**HOW TO COMPLETE THIS TASK:**
Reproduce each record below exactly as written.

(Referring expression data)
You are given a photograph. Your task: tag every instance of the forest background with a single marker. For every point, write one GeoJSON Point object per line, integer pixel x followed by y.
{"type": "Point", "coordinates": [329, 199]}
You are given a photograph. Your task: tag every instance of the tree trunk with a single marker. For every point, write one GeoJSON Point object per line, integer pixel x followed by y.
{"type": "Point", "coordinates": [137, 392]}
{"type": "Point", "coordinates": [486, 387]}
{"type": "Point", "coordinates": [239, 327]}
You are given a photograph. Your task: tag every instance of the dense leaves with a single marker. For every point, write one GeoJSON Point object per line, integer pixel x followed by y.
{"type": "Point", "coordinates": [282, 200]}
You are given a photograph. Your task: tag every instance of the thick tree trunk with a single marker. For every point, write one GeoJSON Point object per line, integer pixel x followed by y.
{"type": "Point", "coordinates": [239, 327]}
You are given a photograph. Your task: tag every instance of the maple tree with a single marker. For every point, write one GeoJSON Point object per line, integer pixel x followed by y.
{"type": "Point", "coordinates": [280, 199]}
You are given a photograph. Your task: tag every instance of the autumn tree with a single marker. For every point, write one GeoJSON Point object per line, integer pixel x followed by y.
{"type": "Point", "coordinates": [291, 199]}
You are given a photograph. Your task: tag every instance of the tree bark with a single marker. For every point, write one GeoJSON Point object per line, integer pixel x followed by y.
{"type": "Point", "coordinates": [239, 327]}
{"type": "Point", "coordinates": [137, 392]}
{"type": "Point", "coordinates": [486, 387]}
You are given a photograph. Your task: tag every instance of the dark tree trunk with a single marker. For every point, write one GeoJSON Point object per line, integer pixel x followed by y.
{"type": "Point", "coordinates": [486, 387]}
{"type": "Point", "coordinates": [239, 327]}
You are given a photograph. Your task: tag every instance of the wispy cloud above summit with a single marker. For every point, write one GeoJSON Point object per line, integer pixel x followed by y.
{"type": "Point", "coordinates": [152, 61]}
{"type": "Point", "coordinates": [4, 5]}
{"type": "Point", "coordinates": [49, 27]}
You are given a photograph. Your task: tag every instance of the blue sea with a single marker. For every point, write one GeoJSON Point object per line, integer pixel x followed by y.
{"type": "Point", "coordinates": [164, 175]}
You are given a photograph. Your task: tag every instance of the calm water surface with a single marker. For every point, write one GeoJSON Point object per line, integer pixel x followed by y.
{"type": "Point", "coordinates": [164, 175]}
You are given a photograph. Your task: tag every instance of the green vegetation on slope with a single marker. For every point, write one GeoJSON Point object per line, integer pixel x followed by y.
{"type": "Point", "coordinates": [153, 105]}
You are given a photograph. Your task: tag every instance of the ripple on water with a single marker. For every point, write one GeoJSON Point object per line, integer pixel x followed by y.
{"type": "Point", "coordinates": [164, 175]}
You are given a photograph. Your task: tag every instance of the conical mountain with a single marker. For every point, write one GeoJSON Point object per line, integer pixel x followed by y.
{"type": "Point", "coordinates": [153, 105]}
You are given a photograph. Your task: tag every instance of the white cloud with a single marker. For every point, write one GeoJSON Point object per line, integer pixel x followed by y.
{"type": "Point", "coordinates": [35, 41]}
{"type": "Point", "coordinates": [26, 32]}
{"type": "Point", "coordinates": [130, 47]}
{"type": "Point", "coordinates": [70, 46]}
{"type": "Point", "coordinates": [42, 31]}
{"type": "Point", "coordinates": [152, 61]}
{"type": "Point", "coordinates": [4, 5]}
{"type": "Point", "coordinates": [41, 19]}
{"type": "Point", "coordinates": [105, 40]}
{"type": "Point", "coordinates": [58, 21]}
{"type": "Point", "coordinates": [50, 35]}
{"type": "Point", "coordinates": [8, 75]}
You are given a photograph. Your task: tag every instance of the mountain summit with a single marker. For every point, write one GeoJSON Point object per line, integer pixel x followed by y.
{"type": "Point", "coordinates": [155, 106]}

**RESULT BELOW:**
You are given a photograph. Your task: tag every instance of the forest background with a single marker. For every point, write one GeoJSON Point object per line, integer pixel x followed by y.
{"type": "Point", "coordinates": [329, 199]}
You are given a photograph. Your task: tag every instance of the tree trunk with a single marker. For every point, write one GeoJSON Point object per line, integer pixel x followed by y.
{"type": "Point", "coordinates": [137, 392]}
{"type": "Point", "coordinates": [486, 387]}
{"type": "Point", "coordinates": [239, 327]}
You are given a photograph. Your task: tag every instance of the dense leaves with a single marker. For every point, write one GeoJSON Point object per line, integer pixel x followed by y.
{"type": "Point", "coordinates": [282, 200]}
You are given a photograph. Your task: tag every instance of the thick tree trunk with a single marker. For every point, write one GeoJSON Point object per line, integer pixel x followed by y.
{"type": "Point", "coordinates": [239, 327]}
You are given a photograph. Your task: tag every instance of the maple tree with a single marker. For every point, write one GeoJSON Point object per line, integer pixel x followed by y.
{"type": "Point", "coordinates": [280, 199]}
You are given a photograph. Your task: tag every instance of the autumn tree with a single marker. For every point, write one GeoJSON Point object per line, integer pixel x followed by y.
{"type": "Point", "coordinates": [291, 199]}
You are given a photograph. Your task: tag every instance of the tree bark with a single marker. For every point, write one GeoJSON Point object per line, integer pixel x followed by y.
{"type": "Point", "coordinates": [239, 327]}
{"type": "Point", "coordinates": [137, 392]}
{"type": "Point", "coordinates": [486, 387]}
You are given a photograph. Your task: tag every instance of the dark tree trunk with a single marker. For every point, write one GeoJSON Point object per line, integer pixel x followed by y.
{"type": "Point", "coordinates": [486, 387]}
{"type": "Point", "coordinates": [239, 327]}
You are given a photograph. Your task: tag every instance of the wispy cloud above summit with a single marker. For every point, write one GeoJSON Point object per line, integer pixel x followed by y.
{"type": "Point", "coordinates": [152, 61]}
{"type": "Point", "coordinates": [4, 5]}
{"type": "Point", "coordinates": [49, 27]}
You are given a photograph. Your task: tag every instance of the blue sea with a single marker. For every point, write one GeoJSON Point object per line, integer pixel x followed by y.
{"type": "Point", "coordinates": [164, 175]}
You are given a photograph. Your task: tag every instance of the calm water surface with a single marker. For every point, write one GeoJSON Point object per line, integer pixel x followed by y.
{"type": "Point", "coordinates": [164, 175]}
You are given a photograph. Your task: tag every instance of the green vegetation on slope with a single marker. For every point, write one GeoJSON Point object per line, integer pixel x followed by y.
{"type": "Point", "coordinates": [153, 105]}
You are given a photograph. Your task: tag every instance of the ripple on water with a single marker. For every point, write one GeoJSON Point object per line, integer pixel x followed by y.
{"type": "Point", "coordinates": [164, 175]}
You are given a photograph. Your task: tag every instance of the conical mountain with a single marker. For every point, write one GeoJSON Point object per line, integer pixel x followed by y.
{"type": "Point", "coordinates": [153, 105]}
You are given a photograph. Your task: tag every instance of the white cloud with a single marker. For every point, write one GeoJSON Point object per line, integer pixel x followed by y.
{"type": "Point", "coordinates": [35, 41]}
{"type": "Point", "coordinates": [26, 32]}
{"type": "Point", "coordinates": [130, 47]}
{"type": "Point", "coordinates": [70, 46]}
{"type": "Point", "coordinates": [42, 31]}
{"type": "Point", "coordinates": [152, 61]}
{"type": "Point", "coordinates": [4, 5]}
{"type": "Point", "coordinates": [41, 19]}
{"type": "Point", "coordinates": [105, 40]}
{"type": "Point", "coordinates": [58, 21]}
{"type": "Point", "coordinates": [50, 35]}
{"type": "Point", "coordinates": [8, 75]}
You are given a photograph. Your task: tag every instance of the mountain summit with a single marker. For every point, write one GeoJSON Point object per line, integer pixel x followed by y.
{"type": "Point", "coordinates": [155, 106]}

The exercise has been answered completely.